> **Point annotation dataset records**
######

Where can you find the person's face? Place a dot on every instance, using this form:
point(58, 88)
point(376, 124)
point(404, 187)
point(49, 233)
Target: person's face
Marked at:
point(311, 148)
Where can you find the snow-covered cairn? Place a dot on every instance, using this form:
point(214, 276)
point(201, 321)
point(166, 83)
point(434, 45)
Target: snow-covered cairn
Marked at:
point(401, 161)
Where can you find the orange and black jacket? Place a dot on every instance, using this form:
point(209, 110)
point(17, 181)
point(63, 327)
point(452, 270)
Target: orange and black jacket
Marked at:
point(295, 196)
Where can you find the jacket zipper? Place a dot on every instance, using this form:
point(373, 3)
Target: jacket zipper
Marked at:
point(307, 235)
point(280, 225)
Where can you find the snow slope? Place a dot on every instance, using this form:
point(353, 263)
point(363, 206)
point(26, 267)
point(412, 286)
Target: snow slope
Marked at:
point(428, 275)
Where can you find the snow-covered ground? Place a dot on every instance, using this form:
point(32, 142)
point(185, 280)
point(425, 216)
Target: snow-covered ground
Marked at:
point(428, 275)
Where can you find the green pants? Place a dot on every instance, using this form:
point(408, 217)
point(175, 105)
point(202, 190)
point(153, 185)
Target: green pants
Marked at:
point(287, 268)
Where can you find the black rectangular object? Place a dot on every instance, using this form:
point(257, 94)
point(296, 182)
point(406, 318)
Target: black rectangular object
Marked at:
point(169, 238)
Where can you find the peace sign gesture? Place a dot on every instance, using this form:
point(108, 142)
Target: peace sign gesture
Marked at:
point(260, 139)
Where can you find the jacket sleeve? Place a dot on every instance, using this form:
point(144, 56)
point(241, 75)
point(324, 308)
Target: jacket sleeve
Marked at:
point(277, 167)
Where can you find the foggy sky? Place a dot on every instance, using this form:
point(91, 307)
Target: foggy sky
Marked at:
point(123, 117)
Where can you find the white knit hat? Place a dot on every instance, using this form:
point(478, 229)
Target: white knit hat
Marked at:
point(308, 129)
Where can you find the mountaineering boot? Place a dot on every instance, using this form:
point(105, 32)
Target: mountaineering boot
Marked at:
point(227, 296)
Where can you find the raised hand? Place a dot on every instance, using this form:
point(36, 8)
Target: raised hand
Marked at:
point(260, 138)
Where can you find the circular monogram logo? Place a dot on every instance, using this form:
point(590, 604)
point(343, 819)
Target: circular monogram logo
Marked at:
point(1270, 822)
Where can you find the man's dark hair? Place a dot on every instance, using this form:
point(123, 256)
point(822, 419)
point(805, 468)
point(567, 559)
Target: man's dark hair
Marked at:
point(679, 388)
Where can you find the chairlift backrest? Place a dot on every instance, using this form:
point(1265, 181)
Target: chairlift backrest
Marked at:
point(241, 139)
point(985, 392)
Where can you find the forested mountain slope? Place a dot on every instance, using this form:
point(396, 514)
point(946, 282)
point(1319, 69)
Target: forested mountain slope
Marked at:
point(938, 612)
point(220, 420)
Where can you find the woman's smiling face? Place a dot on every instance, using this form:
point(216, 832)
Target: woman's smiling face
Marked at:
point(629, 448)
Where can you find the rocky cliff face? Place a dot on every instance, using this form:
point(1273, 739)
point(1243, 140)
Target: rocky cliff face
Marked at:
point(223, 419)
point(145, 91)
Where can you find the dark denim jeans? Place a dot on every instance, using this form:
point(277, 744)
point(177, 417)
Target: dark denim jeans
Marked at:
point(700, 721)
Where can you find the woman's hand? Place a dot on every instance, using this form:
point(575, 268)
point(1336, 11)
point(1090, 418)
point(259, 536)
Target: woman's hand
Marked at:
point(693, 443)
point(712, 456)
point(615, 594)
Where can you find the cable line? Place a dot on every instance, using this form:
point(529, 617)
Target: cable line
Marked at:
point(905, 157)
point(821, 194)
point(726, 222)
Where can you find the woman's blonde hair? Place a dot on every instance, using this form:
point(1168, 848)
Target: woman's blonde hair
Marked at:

######

> **What to produce**
Edit the material starting with the line with "Where can you find the dark" and going on through the line with "point(726, 222)", swapping "cable line" for "power cable" everywhere in that span. Leave everything else as it stands.

> **Answer**
Where can you find the dark denim jeans? Place a dot on every instance, using this form:
point(277, 744)
point(177, 417)
Target: dark denim jeans
Marked at:
point(700, 721)
Where can you find the woman's hand? Place a dot on every instance, using this form:
point(575, 268)
point(1336, 11)
point(1090, 418)
point(259, 536)
Target: woman's hand
Marked at:
point(693, 443)
point(712, 456)
point(615, 594)
Where can you find the power cable? Place a dot on every instance, using this form:
point(529, 617)
Target: power cable
Marked at:
point(905, 157)
point(821, 194)
point(726, 222)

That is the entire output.